→ **DOCUMENT SEGMENT**:
*** Block opens ***

Guide contents

Pausing, disabling, uninstalling

Every level of "make it stop" Merget offers, from gentlest to nuclear. Pick the lightest one that does what you need. For what's stored where (and what deleting actually removes), see Sync & privacy.

Hold my edits: manual commit mode

If you just want control over when checkpoints happen, you don't need to disable anything. Turn on Commit manually in Settings: your hand-written edits are held until you press the Commit button in the repo toolbar, so one step can cover a whole sitting. Agent edits are still committed with their prompts regardless.

Pause committing for one repo

The Merget tray (menu bar) icon has a Repositories submenu with a checkmark per linked repo. Uncheck a repo to stop committing in it; check it again to resume. The rest of your repos are unaffected.

Turn off auto-track

The auto-track toggle in Settings controls whether Merget sets up committing automatically when a supported coding tool starts a session in a folder. Turn it off and Merget stops initializing committing in new folders. (Repos already set up keep committing — pause or unlink those separately.)

Quit the app

Closing the Merget window only hides it — the tray icon stays and committing daemons keep running. To actually stop committing on this machine, choose Quit Merget from the tray menu. Nothing commits again until you reopen the app.

*** Block closes ***

→ **DATASET EXTRACT**:

*** Block opens ***

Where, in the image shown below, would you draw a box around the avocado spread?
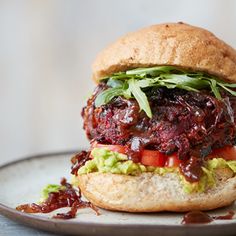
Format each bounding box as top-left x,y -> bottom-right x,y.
78,148 -> 236,193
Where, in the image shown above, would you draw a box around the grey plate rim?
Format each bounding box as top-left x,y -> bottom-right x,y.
0,149 -> 236,233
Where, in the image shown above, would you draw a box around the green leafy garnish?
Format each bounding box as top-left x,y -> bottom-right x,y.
95,66 -> 236,118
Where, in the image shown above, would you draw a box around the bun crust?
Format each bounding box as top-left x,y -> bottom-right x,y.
93,23 -> 236,82
78,173 -> 236,212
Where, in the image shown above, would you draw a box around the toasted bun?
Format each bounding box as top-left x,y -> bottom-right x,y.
93,23 -> 236,82
78,173 -> 236,212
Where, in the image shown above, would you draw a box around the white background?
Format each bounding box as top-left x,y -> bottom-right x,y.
0,0 -> 236,163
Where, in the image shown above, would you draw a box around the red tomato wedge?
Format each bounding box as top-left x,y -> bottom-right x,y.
141,150 -> 166,167
208,146 -> 236,160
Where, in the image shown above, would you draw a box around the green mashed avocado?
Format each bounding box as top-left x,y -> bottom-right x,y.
78,148 -> 236,193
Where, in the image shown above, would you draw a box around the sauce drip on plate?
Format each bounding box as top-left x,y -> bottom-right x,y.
16,178 -> 99,220
181,210 -> 235,224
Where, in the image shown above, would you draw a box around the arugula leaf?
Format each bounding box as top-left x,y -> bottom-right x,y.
219,84 -> 236,96
95,88 -> 128,107
95,66 -> 236,118
128,79 -> 152,118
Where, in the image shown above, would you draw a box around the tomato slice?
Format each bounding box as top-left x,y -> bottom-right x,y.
92,143 -> 126,154
141,150 -> 166,167
165,153 -> 180,167
208,146 -> 236,160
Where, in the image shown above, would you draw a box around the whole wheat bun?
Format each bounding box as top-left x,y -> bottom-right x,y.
76,172 -> 236,212
92,23 -> 236,82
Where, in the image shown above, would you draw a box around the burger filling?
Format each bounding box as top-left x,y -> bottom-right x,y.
72,66 -> 236,192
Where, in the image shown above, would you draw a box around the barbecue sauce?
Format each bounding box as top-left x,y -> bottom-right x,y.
181,210 -> 235,224
16,178 -> 99,220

*** Block closes ***

→ **WHAT YOU SHOULD DO**:
Reproduce the part of the Merget guide above between "The auto-track toggle" and "reopen the app.", inclusive.

→ **PROBLEM SOLUTION**:
The auto-track toggle in Settings controls whether Merget sets up committing automatically when a supported coding tool starts a session in a folder. Turn it off and Merget stops initializing committing in new folders. (Repos already set up keep committing — pause or unlink those separately.)

Quit the app

Closing the Merget window only hides it — the tray icon stays and committing daemons keep running. To actually stop committing on this machine, choose Quit Merget from the tray menu. Nothing commits again until you reopen the app.